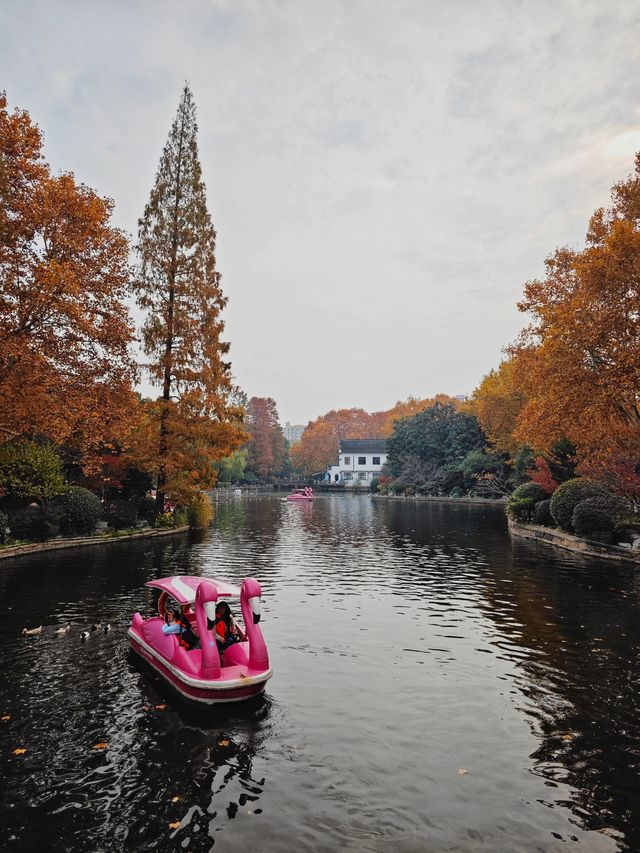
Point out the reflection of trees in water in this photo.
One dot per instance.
(207, 760)
(582, 687)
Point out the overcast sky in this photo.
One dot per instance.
(384, 175)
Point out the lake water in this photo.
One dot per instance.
(436, 688)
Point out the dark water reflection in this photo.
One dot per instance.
(410, 642)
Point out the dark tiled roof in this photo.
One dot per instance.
(363, 445)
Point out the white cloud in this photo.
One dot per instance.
(383, 176)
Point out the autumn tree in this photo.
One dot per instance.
(318, 446)
(266, 446)
(580, 355)
(498, 401)
(195, 421)
(65, 368)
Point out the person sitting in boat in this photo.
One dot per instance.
(177, 622)
(227, 630)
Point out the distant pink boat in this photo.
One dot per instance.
(199, 674)
(305, 494)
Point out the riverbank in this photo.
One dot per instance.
(443, 499)
(77, 541)
(568, 542)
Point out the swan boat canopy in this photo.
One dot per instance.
(202, 674)
(305, 494)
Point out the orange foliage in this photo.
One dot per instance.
(318, 447)
(582, 351)
(65, 370)
(410, 407)
(497, 403)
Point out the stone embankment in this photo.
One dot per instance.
(57, 544)
(560, 539)
(446, 500)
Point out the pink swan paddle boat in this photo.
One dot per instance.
(305, 494)
(199, 674)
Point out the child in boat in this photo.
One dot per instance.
(178, 623)
(227, 630)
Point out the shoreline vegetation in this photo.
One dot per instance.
(22, 548)
(568, 542)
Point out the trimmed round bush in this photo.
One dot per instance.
(542, 513)
(81, 511)
(568, 495)
(36, 523)
(596, 517)
(121, 514)
(523, 500)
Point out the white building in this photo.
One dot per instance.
(359, 461)
(293, 432)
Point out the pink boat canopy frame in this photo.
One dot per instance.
(183, 587)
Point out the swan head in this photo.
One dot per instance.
(252, 592)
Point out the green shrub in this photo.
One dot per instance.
(542, 513)
(146, 509)
(200, 511)
(180, 517)
(31, 471)
(36, 523)
(595, 517)
(523, 500)
(121, 514)
(81, 511)
(568, 495)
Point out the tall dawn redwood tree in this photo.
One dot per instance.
(195, 420)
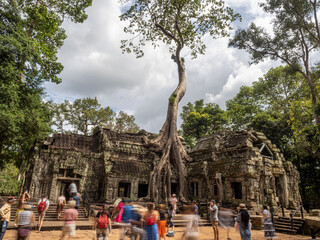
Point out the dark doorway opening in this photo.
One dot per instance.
(174, 188)
(278, 188)
(215, 190)
(124, 189)
(142, 190)
(237, 190)
(195, 189)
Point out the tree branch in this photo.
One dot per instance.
(298, 14)
(166, 32)
(177, 26)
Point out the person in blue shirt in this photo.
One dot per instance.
(127, 214)
(77, 198)
(196, 212)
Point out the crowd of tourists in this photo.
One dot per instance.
(136, 220)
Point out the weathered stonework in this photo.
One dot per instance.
(230, 166)
(243, 166)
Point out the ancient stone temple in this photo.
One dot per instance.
(242, 167)
(105, 165)
(231, 167)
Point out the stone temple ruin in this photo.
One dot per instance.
(229, 166)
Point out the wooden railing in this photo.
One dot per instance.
(295, 212)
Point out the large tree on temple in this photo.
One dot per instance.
(177, 24)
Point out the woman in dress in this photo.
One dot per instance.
(162, 223)
(243, 220)
(269, 231)
(150, 225)
(117, 210)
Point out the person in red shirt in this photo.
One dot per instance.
(103, 223)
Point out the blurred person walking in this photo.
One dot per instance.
(70, 216)
(77, 198)
(162, 223)
(173, 202)
(213, 209)
(269, 231)
(60, 204)
(243, 222)
(151, 223)
(25, 219)
(226, 220)
(5, 213)
(196, 213)
(43, 206)
(190, 233)
(103, 223)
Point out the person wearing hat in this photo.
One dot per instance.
(5, 214)
(70, 217)
(25, 220)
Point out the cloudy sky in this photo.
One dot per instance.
(95, 67)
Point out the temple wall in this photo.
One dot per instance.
(231, 167)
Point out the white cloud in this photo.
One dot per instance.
(95, 67)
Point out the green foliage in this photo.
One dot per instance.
(295, 38)
(125, 123)
(201, 119)
(9, 185)
(243, 107)
(174, 23)
(30, 36)
(279, 105)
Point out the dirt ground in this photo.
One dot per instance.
(205, 234)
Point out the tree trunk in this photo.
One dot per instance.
(170, 146)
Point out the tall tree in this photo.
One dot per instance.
(60, 112)
(295, 38)
(125, 123)
(242, 108)
(201, 119)
(30, 36)
(178, 24)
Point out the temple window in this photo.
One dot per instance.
(195, 189)
(237, 190)
(215, 190)
(124, 189)
(142, 190)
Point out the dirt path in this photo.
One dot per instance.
(205, 234)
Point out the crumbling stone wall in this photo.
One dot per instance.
(243, 166)
(230, 167)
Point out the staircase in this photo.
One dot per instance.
(179, 221)
(51, 221)
(283, 224)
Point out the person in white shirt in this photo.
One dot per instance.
(43, 206)
(173, 202)
(60, 204)
(72, 189)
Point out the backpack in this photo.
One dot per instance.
(41, 206)
(150, 219)
(103, 220)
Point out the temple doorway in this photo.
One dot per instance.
(62, 188)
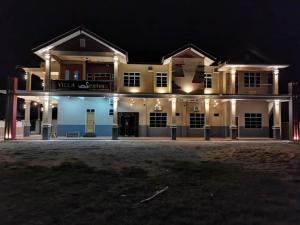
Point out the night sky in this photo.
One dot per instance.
(150, 29)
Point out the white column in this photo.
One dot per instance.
(28, 81)
(277, 119)
(207, 119)
(173, 120)
(232, 80)
(47, 78)
(115, 128)
(275, 81)
(233, 125)
(116, 72)
(27, 119)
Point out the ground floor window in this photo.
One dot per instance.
(253, 120)
(158, 119)
(197, 120)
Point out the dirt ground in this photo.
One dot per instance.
(103, 182)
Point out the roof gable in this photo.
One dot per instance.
(190, 51)
(70, 41)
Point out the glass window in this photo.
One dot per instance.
(131, 79)
(158, 119)
(197, 120)
(161, 80)
(207, 80)
(67, 75)
(253, 120)
(76, 75)
(90, 76)
(252, 79)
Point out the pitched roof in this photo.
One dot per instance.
(74, 33)
(196, 49)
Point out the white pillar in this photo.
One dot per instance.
(232, 80)
(207, 119)
(47, 78)
(173, 120)
(28, 81)
(275, 81)
(115, 128)
(27, 124)
(116, 71)
(277, 119)
(47, 117)
(233, 125)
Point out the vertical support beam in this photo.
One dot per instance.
(47, 79)
(173, 120)
(233, 125)
(115, 129)
(46, 124)
(47, 117)
(28, 81)
(232, 79)
(275, 81)
(11, 109)
(27, 123)
(38, 121)
(116, 72)
(207, 119)
(277, 119)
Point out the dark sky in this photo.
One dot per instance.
(150, 29)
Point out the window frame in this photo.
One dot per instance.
(197, 120)
(160, 77)
(253, 120)
(207, 80)
(252, 79)
(158, 119)
(134, 77)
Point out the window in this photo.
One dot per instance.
(76, 75)
(67, 75)
(158, 119)
(207, 80)
(161, 80)
(82, 43)
(253, 120)
(196, 120)
(90, 76)
(252, 79)
(131, 79)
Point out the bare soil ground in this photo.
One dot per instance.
(103, 182)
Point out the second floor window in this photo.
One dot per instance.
(207, 80)
(197, 120)
(76, 75)
(158, 119)
(67, 75)
(253, 120)
(252, 79)
(131, 79)
(161, 80)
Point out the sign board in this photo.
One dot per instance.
(68, 85)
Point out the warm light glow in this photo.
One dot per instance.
(134, 90)
(187, 89)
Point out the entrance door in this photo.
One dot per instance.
(90, 121)
(128, 124)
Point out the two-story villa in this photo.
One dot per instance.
(189, 94)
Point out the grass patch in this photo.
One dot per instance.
(199, 193)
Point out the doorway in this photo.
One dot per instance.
(128, 124)
(90, 121)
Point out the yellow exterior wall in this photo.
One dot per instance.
(147, 78)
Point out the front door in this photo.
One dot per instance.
(90, 121)
(128, 124)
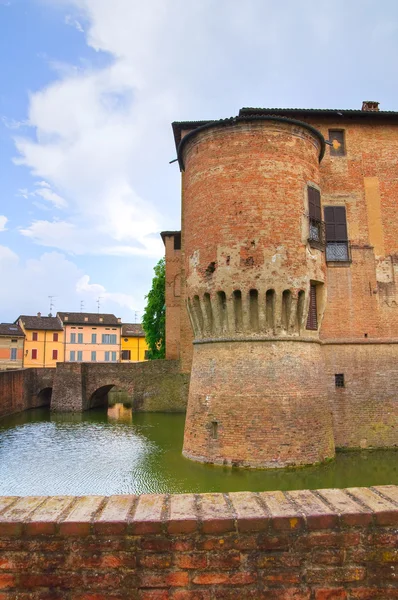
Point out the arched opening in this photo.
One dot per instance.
(44, 397)
(100, 396)
(110, 395)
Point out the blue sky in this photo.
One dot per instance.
(88, 90)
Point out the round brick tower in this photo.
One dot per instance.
(253, 285)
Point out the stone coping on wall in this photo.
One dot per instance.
(327, 544)
(204, 513)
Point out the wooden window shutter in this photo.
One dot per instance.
(312, 320)
(314, 204)
(336, 224)
(336, 136)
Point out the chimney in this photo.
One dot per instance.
(370, 105)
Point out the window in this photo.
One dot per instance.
(337, 248)
(214, 430)
(177, 241)
(339, 380)
(312, 320)
(109, 338)
(336, 136)
(316, 231)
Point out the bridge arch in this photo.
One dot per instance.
(43, 398)
(100, 396)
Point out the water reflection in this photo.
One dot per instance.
(116, 451)
(119, 413)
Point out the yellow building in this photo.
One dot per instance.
(134, 346)
(91, 337)
(11, 346)
(44, 340)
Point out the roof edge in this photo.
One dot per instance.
(246, 119)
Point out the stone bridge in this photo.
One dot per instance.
(75, 387)
(25, 388)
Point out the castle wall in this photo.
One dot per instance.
(363, 295)
(267, 401)
(173, 298)
(248, 271)
(365, 410)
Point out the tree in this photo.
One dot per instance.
(154, 319)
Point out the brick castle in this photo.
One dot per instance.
(281, 287)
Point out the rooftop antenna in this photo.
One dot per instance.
(52, 305)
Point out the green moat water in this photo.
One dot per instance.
(112, 451)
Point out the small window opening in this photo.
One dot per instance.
(269, 308)
(222, 307)
(177, 241)
(339, 380)
(237, 296)
(253, 302)
(312, 320)
(336, 137)
(211, 268)
(214, 430)
(286, 307)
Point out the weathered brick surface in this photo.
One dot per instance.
(244, 210)
(154, 386)
(258, 424)
(20, 389)
(234, 546)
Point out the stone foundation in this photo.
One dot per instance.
(299, 545)
(259, 404)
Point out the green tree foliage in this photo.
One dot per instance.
(154, 319)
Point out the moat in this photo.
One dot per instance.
(111, 451)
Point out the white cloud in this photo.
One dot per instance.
(80, 239)
(44, 191)
(52, 197)
(7, 257)
(96, 290)
(31, 282)
(69, 20)
(42, 184)
(3, 222)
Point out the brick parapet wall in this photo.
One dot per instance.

Description of the task
Every line from the one containing "Point out the roof edge in this photo." through the end of the data must be repeated exactly, and no other line.

Final answer
Point out the roof edge in this photo.
One dot per instance.
(246, 119)
Point out the stone bridge in this photo.
One dot per instance.
(75, 387)
(25, 388)
Point out the castle wall in this photo.
One dot per instance.
(363, 295)
(267, 401)
(173, 298)
(248, 271)
(365, 410)
Point out the tree in this photo.
One dot per instance.
(154, 319)
Point out the brick castle in this photo.
One dot per instance.
(281, 287)
Point out the rooftop antenna in this photo.
One dot per instance.
(52, 305)
Point out the green moat water in this photo.
One dot per instance.
(112, 451)
Point out the small window opening in this photo.
One dot per instance.
(269, 308)
(222, 307)
(177, 241)
(339, 380)
(237, 296)
(253, 302)
(312, 320)
(336, 137)
(211, 268)
(214, 430)
(286, 307)
Point out the weathered brick surface in this photo.
One dot per instance.
(244, 210)
(154, 386)
(258, 424)
(20, 389)
(234, 546)
Point out the stone foundation in this photo.
One dot per instance.
(299, 545)
(259, 404)
Point out the green tree foliage in this photo.
One dot per instance.
(154, 319)
Point out the moat in this photo.
One dot per instance.
(111, 451)
Point out the white cloud in this photo.
One dot per instance.
(80, 239)
(44, 191)
(52, 197)
(7, 257)
(96, 290)
(31, 282)
(69, 20)
(42, 184)
(3, 222)
Point out the brick parapet wall in this photo.
One dot per instance.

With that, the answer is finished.